MATERIAL PROVIDED:
──────

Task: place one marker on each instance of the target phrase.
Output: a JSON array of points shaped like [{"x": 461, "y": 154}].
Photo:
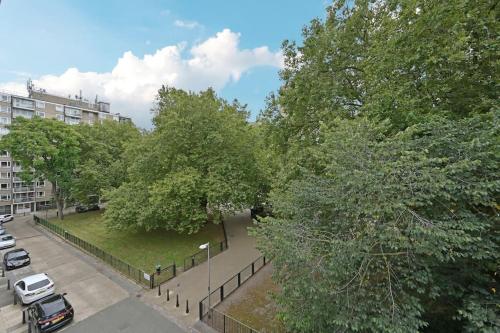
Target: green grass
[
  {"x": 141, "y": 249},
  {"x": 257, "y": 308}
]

──────

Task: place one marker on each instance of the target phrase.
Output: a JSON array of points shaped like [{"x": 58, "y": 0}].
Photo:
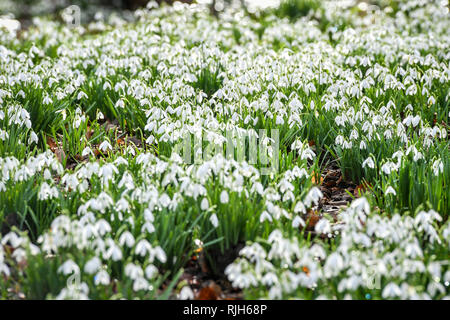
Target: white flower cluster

──────

WORK ORDER: Using the material above, filter for lines holding "points" and copy each one.

OUTPUT:
Output: a JSON array of points shaped like [{"x": 461, "y": 154}].
Output: a JSON array of points shaped like [{"x": 58, "y": 0}].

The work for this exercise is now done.